BEGIN Data provided
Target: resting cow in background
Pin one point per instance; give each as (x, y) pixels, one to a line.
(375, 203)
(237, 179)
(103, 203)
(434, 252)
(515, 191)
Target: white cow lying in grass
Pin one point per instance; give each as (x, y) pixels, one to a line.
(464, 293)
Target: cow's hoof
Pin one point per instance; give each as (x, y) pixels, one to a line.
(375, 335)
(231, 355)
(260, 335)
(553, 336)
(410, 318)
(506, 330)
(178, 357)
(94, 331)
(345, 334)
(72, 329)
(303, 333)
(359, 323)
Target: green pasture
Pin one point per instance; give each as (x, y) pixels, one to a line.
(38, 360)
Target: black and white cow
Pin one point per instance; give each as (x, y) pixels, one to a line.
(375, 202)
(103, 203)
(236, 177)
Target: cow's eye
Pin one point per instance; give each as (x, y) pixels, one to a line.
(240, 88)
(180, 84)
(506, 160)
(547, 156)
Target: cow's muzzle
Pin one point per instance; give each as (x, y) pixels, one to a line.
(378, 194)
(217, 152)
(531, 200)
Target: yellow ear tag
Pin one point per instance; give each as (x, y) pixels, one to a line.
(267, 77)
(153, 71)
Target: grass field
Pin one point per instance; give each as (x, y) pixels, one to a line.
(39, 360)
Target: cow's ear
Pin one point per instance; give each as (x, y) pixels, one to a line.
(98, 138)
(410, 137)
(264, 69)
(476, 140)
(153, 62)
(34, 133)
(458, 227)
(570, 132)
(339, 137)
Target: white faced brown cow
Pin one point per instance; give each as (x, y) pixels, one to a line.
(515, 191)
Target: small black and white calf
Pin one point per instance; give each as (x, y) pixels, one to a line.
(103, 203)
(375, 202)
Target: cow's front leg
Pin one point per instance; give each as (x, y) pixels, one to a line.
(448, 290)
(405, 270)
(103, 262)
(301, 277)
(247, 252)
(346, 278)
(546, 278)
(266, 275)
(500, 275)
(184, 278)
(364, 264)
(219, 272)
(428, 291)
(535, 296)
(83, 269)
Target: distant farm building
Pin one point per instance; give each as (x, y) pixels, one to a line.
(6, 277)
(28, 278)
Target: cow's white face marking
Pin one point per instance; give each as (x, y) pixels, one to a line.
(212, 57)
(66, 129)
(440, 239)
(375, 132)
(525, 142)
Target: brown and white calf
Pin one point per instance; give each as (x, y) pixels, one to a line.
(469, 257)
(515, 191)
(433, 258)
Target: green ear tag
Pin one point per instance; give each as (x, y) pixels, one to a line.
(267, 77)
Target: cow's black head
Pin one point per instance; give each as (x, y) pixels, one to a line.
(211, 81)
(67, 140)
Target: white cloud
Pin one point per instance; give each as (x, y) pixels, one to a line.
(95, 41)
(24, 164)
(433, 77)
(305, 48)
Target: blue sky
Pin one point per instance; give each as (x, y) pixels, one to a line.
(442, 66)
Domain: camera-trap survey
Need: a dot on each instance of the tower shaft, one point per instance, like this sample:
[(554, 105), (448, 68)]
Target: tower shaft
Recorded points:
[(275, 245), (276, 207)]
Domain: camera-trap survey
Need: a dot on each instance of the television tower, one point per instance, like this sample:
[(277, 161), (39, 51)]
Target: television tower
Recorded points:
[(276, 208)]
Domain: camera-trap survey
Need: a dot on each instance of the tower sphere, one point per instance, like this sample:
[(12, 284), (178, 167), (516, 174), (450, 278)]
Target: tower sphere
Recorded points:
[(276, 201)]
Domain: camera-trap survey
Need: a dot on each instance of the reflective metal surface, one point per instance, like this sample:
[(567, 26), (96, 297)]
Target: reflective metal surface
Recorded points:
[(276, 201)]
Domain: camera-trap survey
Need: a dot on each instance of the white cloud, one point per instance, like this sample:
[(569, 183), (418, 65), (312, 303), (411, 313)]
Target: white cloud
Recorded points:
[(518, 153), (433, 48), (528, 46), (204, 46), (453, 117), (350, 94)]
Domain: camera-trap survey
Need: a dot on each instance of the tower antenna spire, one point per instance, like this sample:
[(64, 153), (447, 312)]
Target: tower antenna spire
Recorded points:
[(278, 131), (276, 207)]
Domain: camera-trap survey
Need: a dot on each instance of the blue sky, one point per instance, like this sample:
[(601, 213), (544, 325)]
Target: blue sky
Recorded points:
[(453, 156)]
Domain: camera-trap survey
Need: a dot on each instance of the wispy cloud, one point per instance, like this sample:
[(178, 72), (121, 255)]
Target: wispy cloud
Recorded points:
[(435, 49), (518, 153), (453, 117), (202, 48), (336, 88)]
END Data provided
■ Task to carry out ■
The records above should be transcribed in full, with no differences.

■ Solution below ■
Target: resting cow in background
Pin one point per instance; give each as (x, y) pixels, one to a line.
(375, 203)
(237, 179)
(103, 203)
(434, 252)
(515, 191)
Target: white cow lying in grass
Pin one point per instance; give each as (x, y) pixels, one to a line.
(464, 293)
Target: cow's hoof
Pin one point per instance; give each as (x, y) pixels, one to a line.
(375, 335)
(231, 355)
(260, 335)
(553, 336)
(410, 318)
(506, 330)
(178, 357)
(94, 331)
(345, 334)
(72, 329)
(303, 333)
(359, 323)
Target: green pasture
Pin one point per instance; give each as (x, y) pixels, one to a line.
(38, 360)
Target: black and white cow
Pin one point per instance; give each as (x, y) pixels, one to a line.
(375, 202)
(103, 203)
(236, 177)
Target: cow's eye
Pin one point per instance; give each as (x, y) pixels, one to a line.
(240, 88)
(180, 84)
(506, 160)
(547, 156)
Target: cow's muzzle
Pin one point per instance; give each as (x, y) pixels, one to a line.
(378, 194)
(217, 152)
(531, 200)
Target: yellow ear tag
Pin one point per instance; give each as (x, y) pixels, one to a line.
(267, 77)
(153, 71)
Target: grass field
Pin one point per instance; give each as (x, y) pixels, one to a line.
(39, 360)
Target: cow's ear
Pin one point per instance; give each as (x, y) pixels, one to a line.
(98, 138)
(410, 137)
(264, 69)
(476, 140)
(153, 62)
(34, 133)
(458, 227)
(570, 132)
(339, 137)
Target: white faced brown cow
Pin one point per instance; give each as (x, y) pixels, one to a line.
(515, 191)
Target: small black and white calf
Pin one point per instance; give each as (x, y) pixels, one to a line.
(103, 203)
(375, 202)
Target: cow's front leg
Pin one point per instance; give each as (x, y) pixels, one to a line.
(448, 290)
(405, 270)
(103, 262)
(301, 277)
(247, 252)
(346, 278)
(546, 278)
(266, 275)
(500, 275)
(184, 278)
(364, 264)
(219, 272)
(428, 291)
(535, 296)
(83, 269)
Target: distant farm building
Pin one point per instance; give each as (x, y) pixels, one to a line.
(6, 277)
(28, 278)
Target: cow's white face marking
Pin one point per instance; give each as (x, y) pixels, one to a line.
(212, 57)
(66, 129)
(440, 239)
(375, 132)
(525, 142)
Target: brown and white calf
Pin one point per instance; give each as (x, y) pixels, one to a line.
(469, 257)
(515, 191)
(433, 258)
Target: green ear tag
Pin one point per instance; give each as (x, y) pixels, one to a line.
(267, 77)
Target: cow's black head
Pin one point per instance; give each as (x, y) pixels, one to a line.
(211, 81)
(67, 140)
Target: white cloud
Pin one point per instance; give each as (x, y) pixels, one to a line.
(95, 41)
(24, 164)
(433, 77)
(305, 48)
Target: blue sky
Pin one point per instance; give each as (x, y) pixels, one to a line.
(442, 66)
Domain: camera-trap survey
Need: a dot on each instance of the tower shaft, one point per instance, like this sample:
[(554, 105), (448, 68)]
Target: tower shaft
Recorded points:
[(275, 245), (276, 207)]
Domain: camera-trap survey
Need: a dot on each instance of the television tower, one point per instance, like this sample:
[(277, 161), (39, 51)]
Target: television tower
Recorded points:
[(276, 208)]
Domain: camera-trap survey
Need: a dot on each instance of the tower sphere, one point per instance, like this sample:
[(12, 284), (178, 167), (516, 174), (450, 278)]
Target: tower sphere
Recorded points:
[(276, 201)]
Domain: camera-trap survey
Need: a dot on each instance of the reflective metal surface, one point per instance, like this sample:
[(567, 26), (96, 297)]
Target: reflective metal surface
Recorded points:
[(276, 201)]
Domain: camera-trap survey
Need: a dot on each instance of the white cloud, one point per instance, like this sample:
[(569, 183), (418, 65), (312, 303), (411, 313)]
Target: white cloud
Recorded points:
[(518, 153), (433, 48), (528, 46), (204, 46), (453, 117), (350, 94)]
Domain: camera-trap survey
Need: a dot on each instance of the tower antenna spire, one point per instance, like this sample:
[(64, 153), (447, 312)]
Target: tower antenna spire
Recorded points:
[(278, 131), (276, 207)]
Domain: camera-trap survey
Need: a dot on each instance of the blue sky, one point per instance, like this sample:
[(601, 213), (544, 325)]
Target: blue sky
Recorded points:
[(453, 156)]
Domain: camera-trap survey
Need: a dot on each instance of the wispy cloud, one point per instance, like this sample:
[(178, 72), (121, 255)]
Target: wispy cloud
Recorded points:
[(435, 49), (518, 153), (453, 117), (202, 48), (336, 88)]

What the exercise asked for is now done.